◆ Complete the following ◆
a – Answer these questions from the passage on the Trust's officers, one answer per line, marked the same way:
(i) In whose name must the Treasurer deposit the Trust's funds?
(ii) Who may view the Trust's books and accounts at reasonable times?
(iii) Who may appoint additional officers?
b – In the passage on the Trust's officers, turn the paragraph beginning "Section 8: Treasurer" into a bulleted list of the Treasurer's duties.
c – Carry on the passage on the Trust's officers from the point where it stops.

◆ Passage shown ◆
################
Section 8: Treasurer. The Treasurer shall have custody of all the Trust’s funds and shall deposit the same in the name of the Trust in such bank or banks as the Directors may authorize. The Treasurer shall collect dues and other incomes, sign all checks, drafts and notes and orders for the payment of money, and shall pay out and dispose of the same under the direction of the Board of Directors. The Treasurer shall at all reasonable times keep the books and accounts of the Trust open to any director or member of the Trust and shall be prepared to give financial reports as the Board of Directors may require, and may perform such other duties usually incident to the office of the Treasurer.

Section 9: Additional Officers. The Board of Directors may appoint additional officers who shall have such power and authority to act as the Board shall define.
################
◆ Collected data ◆
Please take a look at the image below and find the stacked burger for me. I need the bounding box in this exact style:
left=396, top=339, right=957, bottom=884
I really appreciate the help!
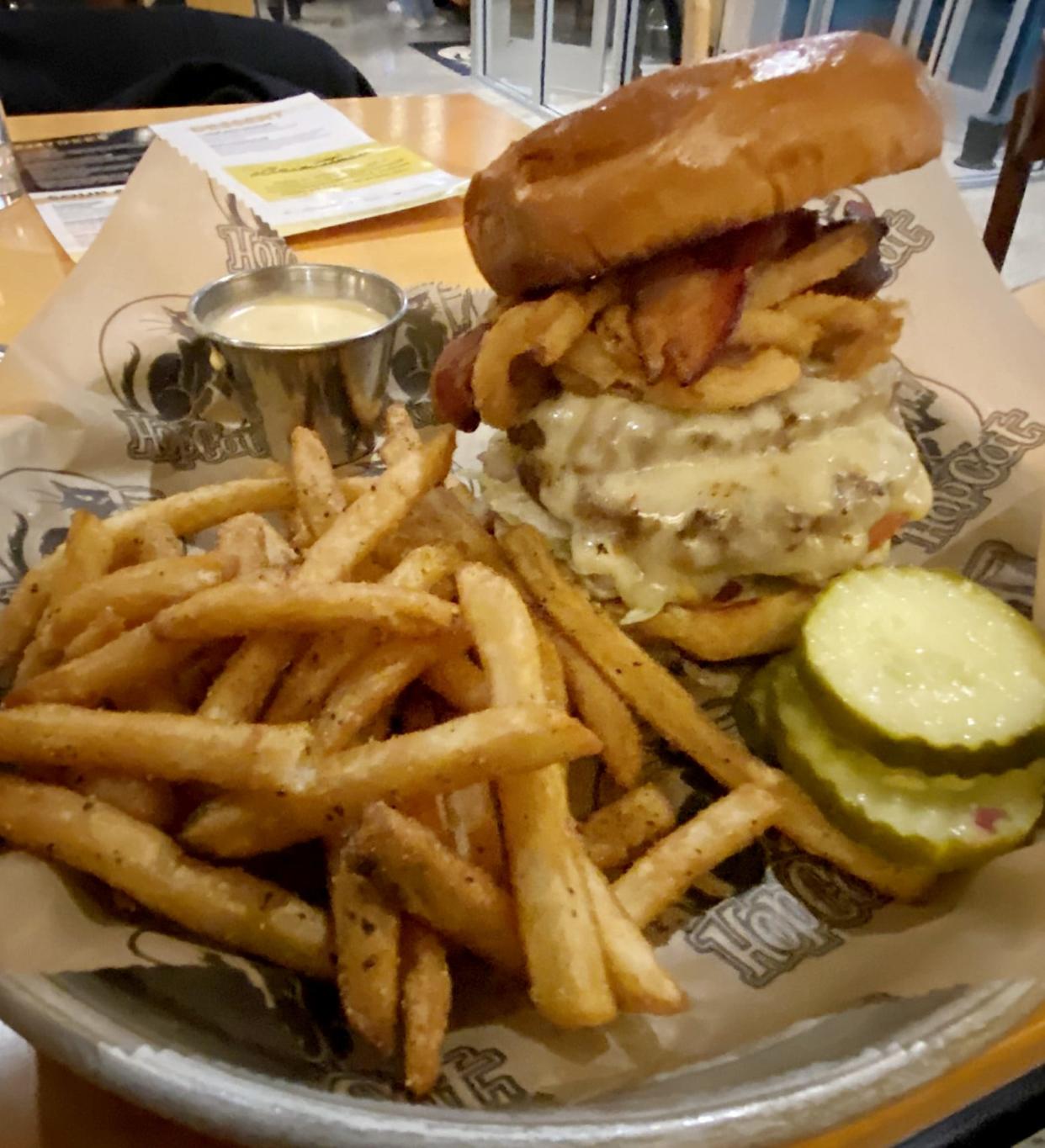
left=432, top=34, right=942, bottom=658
################
◆ Expected answers ◆
a –
(i) In the name of the Trust.
(ii) Any director or member of the Trust.
(iii) The Board of Directors.

b –
- Has custody of all the Trust's funds and deposits them in the Trust's name in banks the Directors authorize.
- Collects dues and other income.
- Signs all checks, drafts, notes and orders for the payment of money.
- Pays out and disposes of funds under the direction of the Board of Directors.
- Keeps the books and accounts open at all reasonable times to any director or member of the Trust.
- Gives financial reports as the Board of Directors requires.
- May perform other duties usually incident to the office.

c –
Section 1: Election & Term. The Board of Directors shall consist of three (3) to fifteen (15) members elected from the membership at the annual meeting of the membership. Following a transition period, described below, each director shall serve for a term of three years, and the terms of the directors shall be staggered so that roughly one-third of the directors shall be elected each year. To facilitate the transition to staggered three-year terms, at the election of the Board of Directors immediately following the adoption of these amended Bylaws, some of the directors shall be elected to serve terms of less than three years. At each annual meeting thereafter, some directors shall be elected to serve less than three year terms until such time as the staggered term schedule is achieved.

Section 2: Meetings. The Board of Directors shall meet annually immediately following the annual meeting of the membership, and at such other times as it shall consider necessary. Special meetings may be called as the Board shall consider necessary. Special meetings may be called by the President, by the Vice President or by any two directors. Notice of a special meeting shall be given by the Secretary at least seven (7) days before the meeting. Unless otherwise specified in the notice, any proper business may be transacted at any meeting of the Board. The participation of at least half of the board but no fewer than 50% of the Directors of the Board shall constitute a quorum. The informal  form of Roberts Rules of Order shall direct the conduct of the Board of Directors meetings.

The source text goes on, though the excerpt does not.